§ **Polecenia do ćwiczenia**
1/ Odpowiedz krótko na pytania dotyczące przepisu na sałatkę.
(a) Ile suchego makaronu należy ugotować?
(b) Do jakiej miski przekłada się makaron?
(c) Czym w komentarzach proponuje się zastąpić tuńczyka?
2/ Akapit przepisu na sałatkę zaczynający się od słów „Przełożyć makaron do dużej” przedstaw w formie listy kolejnych czynności.

§ **Fragment do przeczytania**

▼▼▼

Prosta sałatka dla Grzesia, która mimo niezbyt wyszukanej treści i niezbyt pracochłonna, jest smaczna

Tagi:

 

No więc tak, potrzebny będzie kolorowy makaron, najlepiej zielono – czerwono – żółty. Oliwki zielone nadziewane papryką, puszka tuńczyka w oleju i ze dwie papryki, np. czerwona i zielona, albo żółta.
Makaron ugotować, tak około 200 gram suchego, powinien być taki “al’dente”, odcedzić i poczekać aż zupełnie ostygnie.

W tym czasie, odlać wodę od oliwek i otworzyć puszkę z tuńczykiem i pokroić papryki wedle uznania, w paseczki, kostkę...alb jeszcze w coś innego.

Przełożyć makaron do dużej, najlepiej szklanej miski, dodać puszkę tuńczyka wraz z olejem i dobrze wymieszać, żeby sos i kawałki mięsa z tuńczyka połączyły się z makaronem. Dodać oliwki i lekko wymieszać, na końcu dodać paprykę. Schłodzić w lodówce i podać na stół.

Smacznego.

Ps. Niestety nie jestem w stanie zrobić zdjęć...jak Tomek, bu…..!!!!!!!!!

Średnia ocena
(głosy: 5)

komentarze

Czym zastąpić il tonno?


Pino mów do mnie po polsku

proszę, bo nie wiem, co to to il tonno.
Wspólny blog I & J


Okej :) tuńczyka


Wiesz, zawsze robiłam z tuńczykiem.

ale, podejrzewam, że pokrojony w paseczki wędzony łosoś i wtedy trochę sosu winegret, miast tej oliwy z puszki.

Wspólny blog I & J


O to brzmi lepiej,

lubię ryby, ale tuńczyk jest paskudny, nie wiem czemu.

Jak wrócę do Krakowa, to zrobię i dam znać.


Ja lubię tuńczyka,

nawet kiedyś chyba na jeszcze salonowym Smakoszku wrzuciłem przepis na inną sałatkę z tuńczykiem, zdarzało mi się też jeść makaron na gorąco z tuńczykiem.

Sałatka mi się podoba, tylko coś bym tu jeszcze dodał.

Kukurydzę może?

A żeby bardziej kolorowo było dorzuciłbym, nawet dla ozdoby tylko (nie każdy w sumie bowiem lubi) jeszczo czarne oliwki.

P.S. Sałatkę już zrobiłem, z kurczakiem, ananasem, ryżem itd, jutro tylko ją muszę przetransportować do Ressovii:)
A później se pojedzie wraz ze mną i resztą ekipy na Słowację.

Ale twoją sałatkę z chęcią wykorzystam, bo dawno nic z tuńczykiem nie jadłem.


Ja jak Grześ, tuńczyka lubię...robię z nim nawet grzanki.

a ja jestem miłośnik ryb wszelakich…

Muszę tą wersję z łososiem też zrobić.

Pozdro.:D
Wspólny blog I & J


wiesz to wersja wyjściowa, można z nią eksperymentować

ja wyrzuciłam czarne oliwki, na rzecz zielonych, które bardziej lubię.

Może też dodać pokrajaną w drobną kostkę jakąś gorgonzzollę, np.

▲▲▲

§ **Sekcja danych**

▼▼▼

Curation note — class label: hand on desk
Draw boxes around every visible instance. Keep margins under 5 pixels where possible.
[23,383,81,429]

▲▲▲

§ **Odpowiedzi do zadań**
1/
(a) Około 200 gramów.
(b) Do dużej, najlepiej szklanej miski.
(c) Pokrojonym w paseczki wędzonym łososiem z odrobiną sosu winegret zamiast oliwy z puszki.

2/
- Przełożyć makaron do dużej, najlepiej szklanej miski.
- Dodać tuńczyka razem z olejem i dobrze wymieszać, aby sos i kawałki ryby połączyły się z makaronem.
- Dodać oliwki i lekko wymieszać.
- Na końcu dodać paprykę.
- Schłodzić w lodówce i podać.